* _Job 1_
Answer these questions using the passage about McDonald's:
(a) What was a McDonald's supplier based in China shown doing on TV?
(b) What revenue figure had Wall Street expected?
(c) How many U.S. restaurants does the chain have?
* _Job 2_
Write the next part of the passage about McDonald's, picking up after its last sentence.

* _Selected extract_
# # # #

A more discriminating and health-conscious consumer is eating into profits at both companies, and the strategies they’ve taken to change their product offerings have not caught on as hoped.
In the case of McDonald’s, a significant misstep in China also hurt its prospects throughout Asia.
Sales there are down 9.9 per cent after a McDonald’s supplier based in China was shown on TV repackaging expired beef.
Reputation hurt in China
McDonald’s previously had a reputation for quality control, consistency and safe food in China, a country that has an uneven record on food safety. It seemed modern and Western in a place where 25 years ago dining rooms were concrete bunkers where customers commonly rinsed their dishes with tea to sanitize them before being served.
McDonald’s apologized and stopped buying from the offending factory, which resulted in shortages of beef and chicken throughout its Asian operations. Its reputation is still suffering.
Revenue declined to $6.99 billion US, short of the $7.23 billion Wall Street expected. Net income declined to $1.07 billion, or $1.09 per share, also missing expectations.
In North America, McDonald’s, like Coca-Cola, is fighting to hold on to customers amid shifting tastes in food and heightened health-consciousness.
To defend the image of its food, McDonald's launched a social media campaign last week in the U.S. inviting customers to ask questions about the ingredients it uses. Among the first questions McDonald's was forced to address were "Why doesn't your food rot?" and "Do you use real chicken in your Chicken McNuggets?"
Customers are shunning burgers, but new McDonald's menu items have not caught on in the same way. The chain, with 14,000 U.S. restaurants, is losing out to rivals such as Chipotle, which emphasizes the freshness of its ingredients.

# # # #

Records in a dataset
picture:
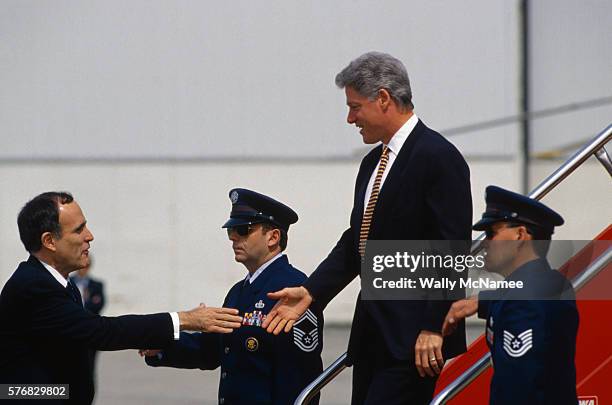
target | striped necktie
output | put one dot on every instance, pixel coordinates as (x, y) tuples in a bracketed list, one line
[(369, 212)]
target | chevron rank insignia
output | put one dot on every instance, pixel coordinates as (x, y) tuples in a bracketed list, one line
[(516, 346), (305, 332)]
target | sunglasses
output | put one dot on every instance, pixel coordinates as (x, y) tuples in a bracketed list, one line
[(242, 230)]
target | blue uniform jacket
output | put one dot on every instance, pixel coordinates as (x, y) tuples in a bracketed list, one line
[(531, 333), (256, 367)]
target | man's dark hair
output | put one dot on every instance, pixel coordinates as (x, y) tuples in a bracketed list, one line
[(40, 215), (265, 227), (541, 237)]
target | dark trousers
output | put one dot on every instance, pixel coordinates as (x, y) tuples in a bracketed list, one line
[(380, 379), (394, 384)]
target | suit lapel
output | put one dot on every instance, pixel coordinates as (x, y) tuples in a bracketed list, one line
[(393, 181)]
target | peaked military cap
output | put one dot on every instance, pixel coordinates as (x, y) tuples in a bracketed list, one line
[(250, 207), (507, 206)]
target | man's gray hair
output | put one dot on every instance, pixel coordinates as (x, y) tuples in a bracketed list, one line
[(374, 71)]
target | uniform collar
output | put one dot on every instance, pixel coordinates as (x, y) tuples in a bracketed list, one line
[(278, 264), (250, 278)]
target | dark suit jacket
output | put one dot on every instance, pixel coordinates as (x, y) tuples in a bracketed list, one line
[(46, 336), (426, 196)]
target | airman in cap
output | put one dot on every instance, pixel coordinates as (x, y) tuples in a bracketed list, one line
[(531, 331), (256, 367)]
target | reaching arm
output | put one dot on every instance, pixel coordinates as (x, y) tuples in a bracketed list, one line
[(292, 304)]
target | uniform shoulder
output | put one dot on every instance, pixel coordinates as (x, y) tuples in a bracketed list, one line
[(289, 276)]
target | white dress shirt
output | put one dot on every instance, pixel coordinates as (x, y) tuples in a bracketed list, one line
[(395, 145)]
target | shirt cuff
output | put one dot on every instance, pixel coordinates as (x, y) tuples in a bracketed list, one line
[(176, 324)]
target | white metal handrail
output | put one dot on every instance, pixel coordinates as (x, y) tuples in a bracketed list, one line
[(485, 361), (595, 146)]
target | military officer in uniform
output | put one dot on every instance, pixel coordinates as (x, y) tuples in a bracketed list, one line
[(256, 367), (531, 331)]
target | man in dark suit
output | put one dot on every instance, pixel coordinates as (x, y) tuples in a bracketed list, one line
[(46, 333), (257, 368), (531, 331), (91, 289), (413, 186)]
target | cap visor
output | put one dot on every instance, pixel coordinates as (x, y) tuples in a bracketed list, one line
[(235, 222), (484, 223)]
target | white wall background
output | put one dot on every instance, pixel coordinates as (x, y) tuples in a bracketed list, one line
[(150, 111)]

# # # #

* _Exercise response 1_
(a) Repackaging expired beef.
(b) $7.23 billion US.
(c) 14,000.

* _Exercise response 2_
Soda pop sales down
Carbonated beverages are in decline, with sales at Coca-Cola down one per cent from a year ago in North America and flat worldwide. Consumers have been cutting back on soft drinks for a decade, concerned about sugar intake. Artificial sweeteners are also seen as suspect.
Coca-Cola has been marketing smaller serving sizes in an effort to boost profit and has introduced a stevia-sweetened lower-calorie drink. It also has a line of juices, vitamin waters and sports drinks, but the profit from those sectors hasn’t matched what it traditionally made from soda pop.
Coca-Cola Co.'s third-quarter net income fell 14 per cent to $2.11 billion, down from $2.45 billion a year ago. Revenue was $11.98 billion in the period, which missed analyst's forecasts of $12.14 billion.
Coca-Cola’s rival Pepsi is having the same trouble with flat soda sales.
For McDonald’s there is also a pricing problem, because it appeals to budget-minded consumers. Its popular Dollar Menu was revamped last year to be called Dollar and more, as rising beef and cheese prices forced it to swap out items such as the Big N’ Tasty.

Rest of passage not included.